(The request)
Please report only the number of lines in the data below that contain the string "apple". Case counts.

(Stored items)
──────

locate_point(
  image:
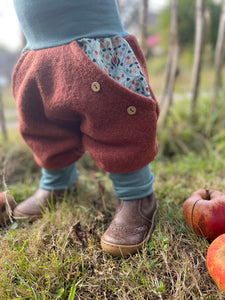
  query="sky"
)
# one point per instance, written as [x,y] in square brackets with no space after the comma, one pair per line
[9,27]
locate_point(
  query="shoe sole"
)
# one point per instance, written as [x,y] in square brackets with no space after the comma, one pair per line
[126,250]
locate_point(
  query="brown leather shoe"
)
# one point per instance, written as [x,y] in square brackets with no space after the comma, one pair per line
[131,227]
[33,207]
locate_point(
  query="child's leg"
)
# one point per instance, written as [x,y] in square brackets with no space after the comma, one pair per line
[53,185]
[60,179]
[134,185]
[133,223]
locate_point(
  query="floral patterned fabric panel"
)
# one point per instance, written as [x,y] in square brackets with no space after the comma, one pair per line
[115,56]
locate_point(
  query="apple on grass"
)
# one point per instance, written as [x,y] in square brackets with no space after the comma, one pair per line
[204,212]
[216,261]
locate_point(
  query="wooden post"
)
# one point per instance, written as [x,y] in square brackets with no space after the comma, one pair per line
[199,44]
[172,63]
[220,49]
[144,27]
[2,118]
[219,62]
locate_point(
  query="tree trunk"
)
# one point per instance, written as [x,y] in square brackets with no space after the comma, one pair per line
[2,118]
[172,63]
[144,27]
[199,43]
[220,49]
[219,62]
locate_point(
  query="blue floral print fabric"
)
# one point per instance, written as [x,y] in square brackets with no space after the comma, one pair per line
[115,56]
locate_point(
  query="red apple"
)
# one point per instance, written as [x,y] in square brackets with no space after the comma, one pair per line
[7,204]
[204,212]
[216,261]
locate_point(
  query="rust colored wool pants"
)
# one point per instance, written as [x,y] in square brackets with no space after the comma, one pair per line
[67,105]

──────

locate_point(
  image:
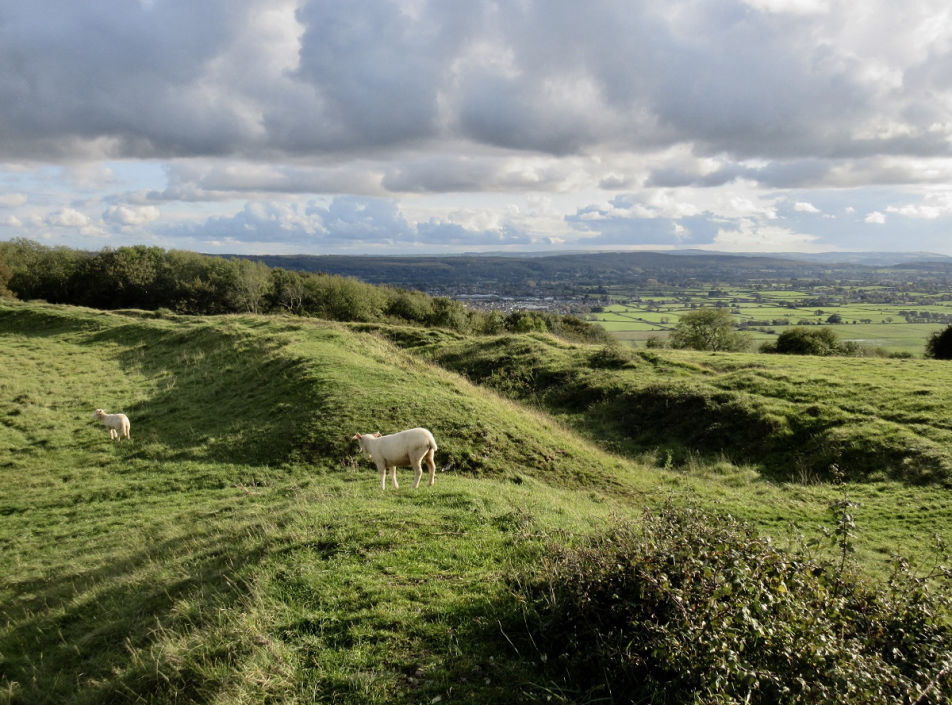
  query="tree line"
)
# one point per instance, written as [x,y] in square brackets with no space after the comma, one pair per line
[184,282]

──────

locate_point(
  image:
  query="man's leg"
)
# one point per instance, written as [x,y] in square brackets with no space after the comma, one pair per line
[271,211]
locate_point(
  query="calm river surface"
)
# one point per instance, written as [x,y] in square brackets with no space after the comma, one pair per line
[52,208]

──────

(Full output)
2